What you should do — Extract the complete data exactly as given.

Material supplied —
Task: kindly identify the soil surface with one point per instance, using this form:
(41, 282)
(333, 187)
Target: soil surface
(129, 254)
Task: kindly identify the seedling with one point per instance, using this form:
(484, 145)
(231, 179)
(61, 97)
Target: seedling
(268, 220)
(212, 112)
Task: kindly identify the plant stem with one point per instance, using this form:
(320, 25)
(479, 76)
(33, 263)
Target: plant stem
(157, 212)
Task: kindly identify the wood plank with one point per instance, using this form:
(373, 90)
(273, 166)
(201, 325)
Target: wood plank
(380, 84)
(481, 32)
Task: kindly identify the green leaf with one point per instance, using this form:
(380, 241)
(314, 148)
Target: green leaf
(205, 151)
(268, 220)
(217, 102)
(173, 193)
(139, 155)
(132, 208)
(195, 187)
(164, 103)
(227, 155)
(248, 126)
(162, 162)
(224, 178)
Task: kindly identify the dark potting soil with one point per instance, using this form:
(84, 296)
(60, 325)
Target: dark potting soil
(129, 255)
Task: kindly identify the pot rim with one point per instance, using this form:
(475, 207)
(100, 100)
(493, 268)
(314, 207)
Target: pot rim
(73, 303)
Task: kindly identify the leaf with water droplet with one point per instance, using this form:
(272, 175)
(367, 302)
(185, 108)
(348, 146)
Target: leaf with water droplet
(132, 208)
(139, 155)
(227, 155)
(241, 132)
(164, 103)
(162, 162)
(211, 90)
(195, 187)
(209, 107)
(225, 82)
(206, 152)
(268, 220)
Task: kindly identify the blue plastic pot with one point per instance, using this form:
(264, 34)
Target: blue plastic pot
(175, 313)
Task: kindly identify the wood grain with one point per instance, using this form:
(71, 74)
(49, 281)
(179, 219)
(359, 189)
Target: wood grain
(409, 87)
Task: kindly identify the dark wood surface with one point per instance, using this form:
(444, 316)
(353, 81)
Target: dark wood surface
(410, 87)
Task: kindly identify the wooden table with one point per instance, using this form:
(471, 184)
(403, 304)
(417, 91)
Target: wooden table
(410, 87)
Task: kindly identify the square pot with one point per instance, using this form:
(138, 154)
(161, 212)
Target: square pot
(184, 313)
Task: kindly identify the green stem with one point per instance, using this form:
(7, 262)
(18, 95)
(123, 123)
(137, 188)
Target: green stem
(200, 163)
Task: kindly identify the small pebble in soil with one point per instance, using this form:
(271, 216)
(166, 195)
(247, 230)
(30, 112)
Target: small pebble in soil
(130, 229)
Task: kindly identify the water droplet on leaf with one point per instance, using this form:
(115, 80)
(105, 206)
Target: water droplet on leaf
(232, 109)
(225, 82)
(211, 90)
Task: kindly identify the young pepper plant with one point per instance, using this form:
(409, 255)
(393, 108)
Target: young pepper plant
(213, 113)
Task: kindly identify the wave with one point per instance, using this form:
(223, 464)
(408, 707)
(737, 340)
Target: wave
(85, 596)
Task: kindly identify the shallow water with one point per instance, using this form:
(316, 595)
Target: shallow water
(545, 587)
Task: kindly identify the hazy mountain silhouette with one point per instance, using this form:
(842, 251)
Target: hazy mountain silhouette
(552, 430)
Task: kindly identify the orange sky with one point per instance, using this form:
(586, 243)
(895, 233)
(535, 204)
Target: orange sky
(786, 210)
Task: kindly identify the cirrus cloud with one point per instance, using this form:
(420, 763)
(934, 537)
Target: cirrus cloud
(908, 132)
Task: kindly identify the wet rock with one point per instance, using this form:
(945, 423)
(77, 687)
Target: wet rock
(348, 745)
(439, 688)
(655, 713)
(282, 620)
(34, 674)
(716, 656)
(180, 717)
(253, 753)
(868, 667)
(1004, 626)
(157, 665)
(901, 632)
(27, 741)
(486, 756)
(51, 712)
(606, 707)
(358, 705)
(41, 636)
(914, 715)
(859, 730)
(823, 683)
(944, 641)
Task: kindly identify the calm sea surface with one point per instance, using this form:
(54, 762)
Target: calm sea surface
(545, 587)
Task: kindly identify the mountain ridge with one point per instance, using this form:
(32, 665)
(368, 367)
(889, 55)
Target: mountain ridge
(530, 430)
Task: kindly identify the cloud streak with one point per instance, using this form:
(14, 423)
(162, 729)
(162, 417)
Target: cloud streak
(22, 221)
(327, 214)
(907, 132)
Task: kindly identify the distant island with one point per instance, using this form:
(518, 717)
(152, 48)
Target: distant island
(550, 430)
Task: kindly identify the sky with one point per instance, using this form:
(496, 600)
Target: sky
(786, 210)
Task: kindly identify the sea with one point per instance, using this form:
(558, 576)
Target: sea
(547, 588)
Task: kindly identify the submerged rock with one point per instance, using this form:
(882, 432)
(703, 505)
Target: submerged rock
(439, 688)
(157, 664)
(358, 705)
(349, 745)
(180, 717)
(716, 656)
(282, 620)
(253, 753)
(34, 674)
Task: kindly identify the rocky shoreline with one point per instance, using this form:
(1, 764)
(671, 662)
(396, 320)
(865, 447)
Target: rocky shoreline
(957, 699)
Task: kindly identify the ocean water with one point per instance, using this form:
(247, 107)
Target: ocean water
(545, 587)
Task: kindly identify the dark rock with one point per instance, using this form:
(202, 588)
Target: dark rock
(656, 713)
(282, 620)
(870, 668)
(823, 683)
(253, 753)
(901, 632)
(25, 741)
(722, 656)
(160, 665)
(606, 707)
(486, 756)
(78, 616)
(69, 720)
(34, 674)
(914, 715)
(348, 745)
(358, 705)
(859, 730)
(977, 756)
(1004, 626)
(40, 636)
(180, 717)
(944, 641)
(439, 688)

Complete output —
Task: kindly identify the soil surface with one point per instance, using this form:
(41, 282)
(333, 187)
Target: soil surface
(129, 254)
Task: kindly identify the seedling with one point per instance, using this form:
(484, 145)
(231, 179)
(61, 97)
Target: seedling
(268, 220)
(212, 112)
Task: kindly identify the plant stem with one point per instance, using this form:
(320, 25)
(479, 76)
(33, 263)
Target: plant stem
(157, 212)
Task: kindly identify the wood plank with one point per instance, using this form:
(373, 90)
(273, 166)
(201, 325)
Target: wood plank
(380, 84)
(481, 32)
Task: kindly identify the green leaf with one point per instance, using this form:
(380, 241)
(314, 148)
Target: green leaf
(205, 151)
(268, 220)
(217, 102)
(173, 193)
(139, 155)
(132, 208)
(195, 187)
(164, 103)
(227, 155)
(248, 126)
(162, 162)
(224, 178)
Task: kindly identify the dark potting soil with one point per instance, using this form:
(84, 296)
(60, 325)
Target: dark potting soil
(129, 255)
Task: kindly identify the pot rim with one point per instance, using this form:
(475, 207)
(100, 100)
(493, 268)
(314, 207)
Target: pot rim
(73, 303)
Task: kindly identify the leaf with water droplet with one point per instance, using this form:
(272, 175)
(367, 302)
(185, 108)
(348, 146)
Target: leaf with water droplet
(132, 208)
(139, 155)
(227, 155)
(241, 132)
(164, 103)
(162, 162)
(211, 90)
(195, 187)
(209, 107)
(225, 82)
(206, 152)
(268, 220)
Task: kindly identify the blue plastic pot with one point per instance, using this form:
(264, 34)
Target: blue plastic pot
(175, 313)
Task: kindly identify the wood grain with one point per instance, using this form:
(71, 74)
(49, 281)
(179, 219)
(359, 189)
Target: wood grain
(409, 87)
Task: kindly identify the dark wood surface with one point per instance, using this form:
(444, 316)
(353, 81)
Target: dark wood surface
(410, 87)
Task: kindly identify the wooden table with one point per instance, using this form:
(471, 184)
(403, 304)
(417, 91)
Target: wooden table
(410, 87)
Task: kindly identify the square pot with one point per instance, using this form:
(138, 154)
(161, 212)
Target: square pot
(184, 313)
Task: kindly identify the green stem with one point per instance, using this form:
(7, 262)
(18, 95)
(123, 123)
(137, 188)
Target: green stem
(200, 163)
Task: kindly identify the small pebble in soil with one point per instance, using this form:
(271, 216)
(166, 195)
(247, 230)
(30, 112)
Target: small pebble in soil
(130, 229)
Task: kindly identify the water droplet on leaf with one point per instance, using this form:
(115, 80)
(105, 206)
Target: water droplet on leaf
(232, 109)
(225, 82)
(211, 90)
Task: kindly identify the young pepper plant with one point per instance, using this form:
(409, 255)
(393, 108)
Target: young pepper plant
(213, 113)
Task: kindly identify the wave with one point per instance, using this form:
(223, 464)
(408, 707)
(737, 340)
Target: wave
(85, 596)
Task: kindly identify the shallow water with one point per instance, using this form:
(316, 595)
Target: shallow water
(545, 587)
Task: kindly identify the hazy mountain silhouette with one point per instance, using this form:
(842, 251)
Target: hazy mountain silhouette
(552, 430)
Task: kindly identify the orange sky with one point per instance, using this form:
(586, 243)
(895, 233)
(535, 204)
Target: orange sky
(786, 210)
Task: kindly identify the cirrus cloud with one point per instance, using this form:
(420, 763)
(934, 537)
Target: cirrus cloud
(908, 132)
Task: kindly identify the wet rock with one point per instance, using this form:
(945, 423)
(77, 687)
Target: wet rock
(348, 745)
(439, 688)
(655, 713)
(282, 620)
(34, 674)
(716, 656)
(180, 717)
(253, 753)
(868, 667)
(1004, 626)
(157, 665)
(901, 632)
(27, 741)
(486, 756)
(51, 712)
(606, 707)
(358, 705)
(41, 636)
(914, 715)
(859, 730)
(823, 683)
(944, 641)
Task: kindly identify the calm sea surface with one point per instance, using this form:
(54, 762)
Target: calm sea surface
(545, 587)
Task: kindly identify the mountain ridge with one point per instance, using this form:
(32, 665)
(368, 367)
(889, 55)
Target: mountain ridge
(530, 430)
Task: kindly identify the cloud streak with one point per instance, using this form:
(14, 423)
(162, 729)
(162, 417)
Target: cloud streak
(22, 221)
(327, 214)
(907, 132)
Task: kindly identify the distant island with one point per instance, using this form:
(518, 717)
(152, 48)
Target: distant island
(550, 430)
Task: kindly identify the sky with one point per instance, using this form:
(496, 600)
Target: sky
(786, 210)
Task: kindly identify the sea with one point per instance, using this form:
(558, 576)
Target: sea
(547, 588)
Task: kindly identify the submerged rock with one point per instance, using this form:
(882, 432)
(703, 505)
Target: submerged rock
(439, 688)
(157, 664)
(358, 705)
(349, 745)
(180, 717)
(716, 656)
(282, 620)
(253, 753)
(34, 674)
Task: kindly identify the rocky shoreline with one point per instance, using this form:
(1, 764)
(671, 662)
(396, 320)
(865, 447)
Target: rocky shoreline
(957, 699)
Task: kindly identify the ocean water with one point per instance, using this form:
(247, 107)
Target: ocean water
(545, 587)
Task: kindly identify the dark rock with one point per instance, using this form:
(202, 588)
Target: dark rock
(656, 713)
(282, 620)
(870, 668)
(823, 683)
(253, 753)
(901, 632)
(25, 741)
(722, 656)
(160, 665)
(606, 707)
(486, 756)
(78, 616)
(69, 720)
(34, 674)
(914, 715)
(348, 745)
(358, 705)
(859, 730)
(977, 756)
(1004, 626)
(40, 636)
(180, 717)
(944, 641)
(439, 688)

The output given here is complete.